▸ Page excerpt
==========

Still, despite the above, various actor groups do find it worthwhile to use the Fraser Institute’s mining survey to call for policy reforms. Governments could be influenced by the perceptions of domestic constituents, e.g., business organizations, opposition parties, non-governmental organizations, and international investors. In other words, the mining survey exerts pressure on the governments to compete in line with the values the IAI embodies. We could also note how the survey approach used by the Fraser Institute has inspired new research. One such example is Kulczycka et al. (2017), which in their assessment of the investment climate in the Polish mining industry however also does consider additional policy factors such as cooperations with research institutes as well as the qualifications and skills of the labor force.

As noted above, it is easy to find examples where mining companies and industry organizations have used the launch of the Fraser Institute’s mining survey as an opportunity to point out what they consider to be weaknesses in existing policies. For instance, the Minerals Council of South Africa (2022) reported on the poor performance of South Africa in the 2021 mining survey and remarked that this result ought to serve as an “alarming wakeup call” for the country’s mineral policy, such as dealing with a substantial backlog of mining and exploration rights applications (Minerals Council South Africa 2022). Lasley (2023) reports on how the launch of the 2022 survey has been used by the mining industry to point out how the US Environmental Protection Agency has put in place discharge bans that will make it very difficult to develop a mine at the interesting Pebble copper deposit in Alaska.

While low rankings provide fuel for criticizing a country’s mineral policies, high rankings can instead be met with skepticism by the domestic mining industry cluster. One example was when the Chamber of Mines of Namibia questioned the relatively high PPI score for Namibia in the 2019 survey of the Fraser Institute,Footnote 12 this by pointing out the low response rate for the country (between 5 and 9 responses) (Ngatjheue 2020). It is also possible to find examples of government’s seizing the opportunity to praise already decided changes in policy, such as when the Mines Minister of Ontario commented on the launch of the 2022 survey and argued that the recently launched Building More Mines Act would help to further improve the mining reputation of this Canadian province (Dufour 2023).

==========

▸ Data listing
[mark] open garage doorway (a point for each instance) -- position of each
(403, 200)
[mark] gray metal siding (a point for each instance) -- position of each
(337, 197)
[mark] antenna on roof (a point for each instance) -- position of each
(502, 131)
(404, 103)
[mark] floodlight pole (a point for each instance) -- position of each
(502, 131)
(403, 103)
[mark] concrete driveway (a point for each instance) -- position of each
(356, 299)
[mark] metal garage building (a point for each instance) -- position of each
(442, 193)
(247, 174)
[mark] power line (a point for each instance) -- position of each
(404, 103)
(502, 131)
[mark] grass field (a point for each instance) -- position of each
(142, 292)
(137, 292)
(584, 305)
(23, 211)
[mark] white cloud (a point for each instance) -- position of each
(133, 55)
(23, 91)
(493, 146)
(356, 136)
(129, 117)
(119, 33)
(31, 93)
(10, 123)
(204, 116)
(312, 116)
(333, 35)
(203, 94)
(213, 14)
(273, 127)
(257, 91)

==========

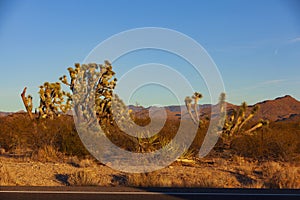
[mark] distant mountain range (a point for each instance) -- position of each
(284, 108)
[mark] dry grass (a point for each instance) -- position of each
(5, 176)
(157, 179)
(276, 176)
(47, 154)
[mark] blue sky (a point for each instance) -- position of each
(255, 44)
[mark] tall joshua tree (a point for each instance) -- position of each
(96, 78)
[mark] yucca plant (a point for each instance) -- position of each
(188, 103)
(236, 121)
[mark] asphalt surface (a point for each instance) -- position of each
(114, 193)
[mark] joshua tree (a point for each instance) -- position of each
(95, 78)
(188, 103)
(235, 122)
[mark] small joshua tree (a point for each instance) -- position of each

==========

▸ What you are asked to do
Write out word for word the part of the mining survey passage starting with "As noted above, it" and going on through "deposit in Alaska.".

▸ Exercise output
As noted above, it is easy to find examples where mining companies and industry organizations have used the launch of the Fraser Institute’s mining survey as an opportunity to point out what they consider to be weaknesses in existing policies. For instance, the Minerals Council of South Africa (2022) reported on the poor performance of South Africa in the 2021 mining survey and remarked that this result ought to serve as an “alarming wakeup call” for the country’s mineral policy, such as dealing with a substantial backlog of mining and exploration rights applications (Minerals Council South Africa 2022). Lasley (2023) reports on how the launch of the 2022 survey has been used by the mining industry to point out how the US Environmental Protection Agency has put in place discharge bans that will make it very difficult to develop a mine at the interesting Pebble copper deposit in Alaska.